▶
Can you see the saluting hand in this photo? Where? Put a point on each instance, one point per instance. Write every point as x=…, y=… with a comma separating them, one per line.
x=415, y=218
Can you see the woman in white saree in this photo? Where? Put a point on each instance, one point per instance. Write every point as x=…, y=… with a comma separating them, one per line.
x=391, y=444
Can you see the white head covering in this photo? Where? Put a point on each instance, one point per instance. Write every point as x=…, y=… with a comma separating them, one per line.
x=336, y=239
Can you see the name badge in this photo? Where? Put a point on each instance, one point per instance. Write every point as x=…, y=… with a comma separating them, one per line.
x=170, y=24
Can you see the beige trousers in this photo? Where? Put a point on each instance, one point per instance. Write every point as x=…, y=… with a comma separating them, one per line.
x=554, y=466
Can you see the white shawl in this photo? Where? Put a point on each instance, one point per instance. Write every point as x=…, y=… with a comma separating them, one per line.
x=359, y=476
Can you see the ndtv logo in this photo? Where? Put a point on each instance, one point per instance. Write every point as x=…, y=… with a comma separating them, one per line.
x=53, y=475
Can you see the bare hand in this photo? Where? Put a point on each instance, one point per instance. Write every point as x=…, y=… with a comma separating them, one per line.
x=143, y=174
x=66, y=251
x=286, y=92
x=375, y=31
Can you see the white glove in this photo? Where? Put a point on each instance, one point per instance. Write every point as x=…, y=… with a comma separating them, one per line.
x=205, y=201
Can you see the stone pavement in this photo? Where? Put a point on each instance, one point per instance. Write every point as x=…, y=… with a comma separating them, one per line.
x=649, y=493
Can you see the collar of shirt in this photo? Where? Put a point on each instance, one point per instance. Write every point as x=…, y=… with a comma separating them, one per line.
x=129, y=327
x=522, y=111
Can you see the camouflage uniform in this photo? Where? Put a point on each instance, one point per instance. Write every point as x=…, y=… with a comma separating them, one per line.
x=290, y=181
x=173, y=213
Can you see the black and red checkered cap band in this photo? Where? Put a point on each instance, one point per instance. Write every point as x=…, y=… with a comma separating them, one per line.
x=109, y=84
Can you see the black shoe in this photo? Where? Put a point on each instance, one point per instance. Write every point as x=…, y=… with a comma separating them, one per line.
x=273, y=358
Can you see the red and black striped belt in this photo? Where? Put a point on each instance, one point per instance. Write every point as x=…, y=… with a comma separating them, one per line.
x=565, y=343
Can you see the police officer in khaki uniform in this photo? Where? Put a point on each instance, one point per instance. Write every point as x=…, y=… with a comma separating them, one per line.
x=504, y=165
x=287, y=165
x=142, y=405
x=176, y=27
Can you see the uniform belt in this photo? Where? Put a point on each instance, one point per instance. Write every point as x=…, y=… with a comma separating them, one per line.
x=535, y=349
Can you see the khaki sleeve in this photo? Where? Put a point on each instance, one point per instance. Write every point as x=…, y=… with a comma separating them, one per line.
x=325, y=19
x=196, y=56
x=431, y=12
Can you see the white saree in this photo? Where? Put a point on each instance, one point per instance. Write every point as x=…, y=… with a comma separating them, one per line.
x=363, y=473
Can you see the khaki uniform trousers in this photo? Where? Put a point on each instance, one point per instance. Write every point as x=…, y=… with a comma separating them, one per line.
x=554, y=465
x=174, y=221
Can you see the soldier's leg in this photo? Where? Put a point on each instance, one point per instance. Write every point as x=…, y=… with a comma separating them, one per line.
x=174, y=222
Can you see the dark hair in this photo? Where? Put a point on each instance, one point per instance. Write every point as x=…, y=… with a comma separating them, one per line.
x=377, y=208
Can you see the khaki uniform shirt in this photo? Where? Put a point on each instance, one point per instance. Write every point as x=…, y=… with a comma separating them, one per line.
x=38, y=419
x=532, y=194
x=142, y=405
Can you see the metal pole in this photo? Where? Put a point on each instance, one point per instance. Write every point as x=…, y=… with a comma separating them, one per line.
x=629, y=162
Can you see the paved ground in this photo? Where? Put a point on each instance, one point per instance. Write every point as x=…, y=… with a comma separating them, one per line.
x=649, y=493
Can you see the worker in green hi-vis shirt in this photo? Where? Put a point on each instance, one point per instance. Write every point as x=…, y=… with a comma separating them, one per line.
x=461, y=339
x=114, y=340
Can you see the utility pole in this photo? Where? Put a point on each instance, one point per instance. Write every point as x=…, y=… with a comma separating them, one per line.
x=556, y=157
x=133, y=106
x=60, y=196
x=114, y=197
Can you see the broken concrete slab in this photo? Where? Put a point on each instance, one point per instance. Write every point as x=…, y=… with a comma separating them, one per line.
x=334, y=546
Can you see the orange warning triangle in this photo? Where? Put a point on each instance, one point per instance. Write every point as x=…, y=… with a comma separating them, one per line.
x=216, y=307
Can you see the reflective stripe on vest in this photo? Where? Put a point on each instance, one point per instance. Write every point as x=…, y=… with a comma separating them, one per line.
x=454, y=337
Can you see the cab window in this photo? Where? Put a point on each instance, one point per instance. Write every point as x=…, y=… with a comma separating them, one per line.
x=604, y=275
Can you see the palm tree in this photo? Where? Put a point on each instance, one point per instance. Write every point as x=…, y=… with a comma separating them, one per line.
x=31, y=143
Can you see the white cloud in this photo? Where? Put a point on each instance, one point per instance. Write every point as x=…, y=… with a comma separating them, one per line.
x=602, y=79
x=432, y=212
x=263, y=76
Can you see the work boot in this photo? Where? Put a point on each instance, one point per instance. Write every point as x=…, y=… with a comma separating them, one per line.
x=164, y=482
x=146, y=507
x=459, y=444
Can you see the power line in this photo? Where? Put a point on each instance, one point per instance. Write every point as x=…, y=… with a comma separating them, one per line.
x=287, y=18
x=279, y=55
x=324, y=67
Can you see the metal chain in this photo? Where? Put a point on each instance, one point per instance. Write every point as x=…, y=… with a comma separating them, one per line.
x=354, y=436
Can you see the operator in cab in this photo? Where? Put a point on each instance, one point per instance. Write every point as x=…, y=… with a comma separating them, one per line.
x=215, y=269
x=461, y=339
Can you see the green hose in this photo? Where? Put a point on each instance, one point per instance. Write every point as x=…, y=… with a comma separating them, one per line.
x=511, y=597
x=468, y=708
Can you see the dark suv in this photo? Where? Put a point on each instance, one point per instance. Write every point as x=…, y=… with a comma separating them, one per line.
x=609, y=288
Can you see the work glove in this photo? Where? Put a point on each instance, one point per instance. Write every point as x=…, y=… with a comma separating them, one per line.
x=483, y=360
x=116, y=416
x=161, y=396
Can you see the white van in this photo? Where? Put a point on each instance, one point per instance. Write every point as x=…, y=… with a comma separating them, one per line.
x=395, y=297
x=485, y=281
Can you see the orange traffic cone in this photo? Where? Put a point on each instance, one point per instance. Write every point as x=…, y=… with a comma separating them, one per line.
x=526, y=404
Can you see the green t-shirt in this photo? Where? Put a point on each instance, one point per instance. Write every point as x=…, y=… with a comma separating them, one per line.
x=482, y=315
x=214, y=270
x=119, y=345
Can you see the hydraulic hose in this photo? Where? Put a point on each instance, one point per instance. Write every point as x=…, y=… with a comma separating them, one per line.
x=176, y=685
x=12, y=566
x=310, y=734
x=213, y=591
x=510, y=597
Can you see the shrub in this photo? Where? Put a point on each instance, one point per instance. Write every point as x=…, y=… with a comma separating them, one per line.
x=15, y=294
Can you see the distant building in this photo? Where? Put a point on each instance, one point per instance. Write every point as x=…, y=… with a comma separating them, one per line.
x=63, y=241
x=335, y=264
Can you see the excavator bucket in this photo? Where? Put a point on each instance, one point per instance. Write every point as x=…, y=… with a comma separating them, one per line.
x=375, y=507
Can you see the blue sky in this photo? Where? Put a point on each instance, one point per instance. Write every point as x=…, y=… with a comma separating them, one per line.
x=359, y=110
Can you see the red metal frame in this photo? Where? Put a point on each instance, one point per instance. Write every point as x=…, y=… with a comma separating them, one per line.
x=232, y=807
◀
Rewrite the items from the start through the line containing "x=170, y=24" as a Markdown table with columns No. and Text, one numbered row per line and blank lines left out.

FINISHED EXERCISE >>
| No. | Text |
|---|---|
| 1 | Can you see the saluting hand in this photo? Where? Put a point on each instance, one point per instance. Write every point as x=…, y=… with a comma separating them, one per line. |
| 2 | x=415, y=218 |
| 3 | Can you see the woman in white saree in this photo? Where? Put a point on each instance, one point per instance. Write every point as x=…, y=… with a comma separating them, one per line. |
| 4 | x=391, y=444 |
| 5 | Can you see the white head covering in this photo? Where? Put a point on each instance, one point per instance. Write every point as x=…, y=… with a comma separating them, one per line. |
| 6 | x=336, y=239 |
| 7 | Can you see the name badge in this photo? Where? Put a point on each instance, one point per instance. Write every point as x=…, y=… with a comma separating them, one per line. |
| 8 | x=170, y=24 |